Exact copies are required of the lines from the line containing "locate: folded arm" through the final line of the listing, both included, and of no other lines.

— BEGIN —

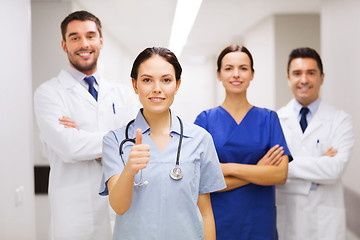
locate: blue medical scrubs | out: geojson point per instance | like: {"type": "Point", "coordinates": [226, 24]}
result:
{"type": "Point", "coordinates": [165, 208]}
{"type": "Point", "coordinates": [247, 212]}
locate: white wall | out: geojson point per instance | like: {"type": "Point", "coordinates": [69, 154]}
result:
{"type": "Point", "coordinates": [198, 90]}
{"type": "Point", "coordinates": [48, 59]}
{"type": "Point", "coordinates": [340, 38]}
{"type": "Point", "coordinates": [47, 56]}
{"type": "Point", "coordinates": [260, 42]}
{"type": "Point", "coordinates": [292, 31]}
{"type": "Point", "coordinates": [16, 172]}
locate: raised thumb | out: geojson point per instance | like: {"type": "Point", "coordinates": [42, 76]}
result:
{"type": "Point", "coordinates": [138, 138]}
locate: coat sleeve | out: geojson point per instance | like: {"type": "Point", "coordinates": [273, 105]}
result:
{"type": "Point", "coordinates": [71, 144]}
{"type": "Point", "coordinates": [324, 169]}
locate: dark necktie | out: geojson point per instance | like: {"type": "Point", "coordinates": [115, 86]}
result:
{"type": "Point", "coordinates": [303, 123]}
{"type": "Point", "coordinates": [90, 80]}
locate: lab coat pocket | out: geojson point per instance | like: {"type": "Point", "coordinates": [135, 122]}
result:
{"type": "Point", "coordinates": [71, 212]}
{"type": "Point", "coordinates": [331, 222]}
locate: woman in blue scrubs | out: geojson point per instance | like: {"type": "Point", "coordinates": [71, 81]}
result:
{"type": "Point", "coordinates": [252, 151]}
{"type": "Point", "coordinates": [157, 206]}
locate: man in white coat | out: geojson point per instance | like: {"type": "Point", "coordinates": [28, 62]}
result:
{"type": "Point", "coordinates": [74, 111]}
{"type": "Point", "coordinates": [320, 138]}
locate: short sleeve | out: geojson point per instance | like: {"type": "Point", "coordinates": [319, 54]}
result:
{"type": "Point", "coordinates": [112, 164]}
{"type": "Point", "coordinates": [211, 176]}
{"type": "Point", "coordinates": [201, 120]}
{"type": "Point", "coordinates": [277, 134]}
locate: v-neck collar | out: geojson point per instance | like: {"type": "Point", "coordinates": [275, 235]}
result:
{"type": "Point", "coordinates": [238, 124]}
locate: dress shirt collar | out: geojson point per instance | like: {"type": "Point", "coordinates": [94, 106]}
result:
{"type": "Point", "coordinates": [313, 107]}
{"type": "Point", "coordinates": [79, 76]}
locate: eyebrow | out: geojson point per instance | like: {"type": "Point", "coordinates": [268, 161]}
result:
{"type": "Point", "coordinates": [76, 33]}
{"type": "Point", "coordinates": [165, 75]}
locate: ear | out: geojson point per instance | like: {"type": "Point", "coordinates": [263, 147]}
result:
{"type": "Point", "coordinates": [322, 78]}
{"type": "Point", "coordinates": [178, 83]}
{"type": "Point", "coordinates": [218, 76]}
{"type": "Point", "coordinates": [101, 42]}
{"type": "Point", "coordinates": [63, 45]}
{"type": "Point", "coordinates": [289, 81]}
{"type": "Point", "coordinates": [134, 82]}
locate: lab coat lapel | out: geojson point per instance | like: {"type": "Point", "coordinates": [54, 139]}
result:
{"type": "Point", "coordinates": [104, 89]}
{"type": "Point", "coordinates": [75, 87]}
{"type": "Point", "coordinates": [291, 120]}
{"type": "Point", "coordinates": [317, 120]}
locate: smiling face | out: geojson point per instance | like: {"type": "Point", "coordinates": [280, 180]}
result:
{"type": "Point", "coordinates": [235, 73]}
{"type": "Point", "coordinates": [305, 80]}
{"type": "Point", "coordinates": [82, 44]}
{"type": "Point", "coordinates": [156, 85]}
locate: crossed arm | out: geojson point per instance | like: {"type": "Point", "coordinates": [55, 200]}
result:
{"type": "Point", "coordinates": [270, 170]}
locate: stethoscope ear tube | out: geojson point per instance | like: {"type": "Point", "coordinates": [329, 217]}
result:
{"type": "Point", "coordinates": [175, 173]}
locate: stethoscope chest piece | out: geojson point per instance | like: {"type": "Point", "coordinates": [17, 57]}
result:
{"type": "Point", "coordinates": [176, 173]}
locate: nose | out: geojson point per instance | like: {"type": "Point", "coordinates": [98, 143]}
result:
{"type": "Point", "coordinates": [84, 43]}
{"type": "Point", "coordinates": [157, 87]}
{"type": "Point", "coordinates": [236, 72]}
{"type": "Point", "coordinates": [303, 79]}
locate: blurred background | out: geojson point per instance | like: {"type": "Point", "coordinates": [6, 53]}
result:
{"type": "Point", "coordinates": [31, 54]}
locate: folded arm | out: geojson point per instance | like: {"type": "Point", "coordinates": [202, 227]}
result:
{"type": "Point", "coordinates": [205, 208]}
{"type": "Point", "coordinates": [72, 143]}
{"type": "Point", "coordinates": [328, 168]}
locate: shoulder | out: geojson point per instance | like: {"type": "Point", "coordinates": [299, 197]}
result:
{"type": "Point", "coordinates": [286, 110]}
{"type": "Point", "coordinates": [116, 135]}
{"type": "Point", "coordinates": [50, 89]}
{"type": "Point", "coordinates": [194, 131]}
{"type": "Point", "coordinates": [328, 111]}
{"type": "Point", "coordinates": [264, 112]}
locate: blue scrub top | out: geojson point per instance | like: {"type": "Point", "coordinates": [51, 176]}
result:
{"type": "Point", "coordinates": [165, 208]}
{"type": "Point", "coordinates": [247, 212]}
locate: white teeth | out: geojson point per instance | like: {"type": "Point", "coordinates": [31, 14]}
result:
{"type": "Point", "coordinates": [156, 99]}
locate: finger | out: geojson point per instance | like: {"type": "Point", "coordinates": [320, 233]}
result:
{"type": "Point", "coordinates": [279, 159]}
{"type": "Point", "coordinates": [277, 156]}
{"type": "Point", "coordinates": [138, 138]}
{"type": "Point", "coordinates": [272, 150]}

— END —

*Written solution*:
locate: folded arm | out: geojson point per instance | like: {"type": "Point", "coordinates": [202, 227]}
result:
{"type": "Point", "coordinates": [205, 208]}
{"type": "Point", "coordinates": [72, 143]}
{"type": "Point", "coordinates": [328, 168]}
locate: shoulder | out: geojson point per instance | like: {"type": "Point", "coordinates": [299, 197]}
result:
{"type": "Point", "coordinates": [286, 110]}
{"type": "Point", "coordinates": [116, 135]}
{"type": "Point", "coordinates": [50, 89]}
{"type": "Point", "coordinates": [194, 131]}
{"type": "Point", "coordinates": [328, 111]}
{"type": "Point", "coordinates": [264, 112]}
locate: blue scrub top | out: geojson point per instance | like: {"type": "Point", "coordinates": [51, 176]}
result:
{"type": "Point", "coordinates": [165, 208]}
{"type": "Point", "coordinates": [247, 212]}
locate: white teeth | out: geojson point per instance | like: {"type": "Point", "coordinates": [31, 14]}
result:
{"type": "Point", "coordinates": [156, 99]}
locate: finger | out: geojson point per instance | like: {"type": "Point", "coordinates": [320, 233]}
result:
{"type": "Point", "coordinates": [279, 159]}
{"type": "Point", "coordinates": [277, 156]}
{"type": "Point", "coordinates": [138, 138]}
{"type": "Point", "coordinates": [272, 150]}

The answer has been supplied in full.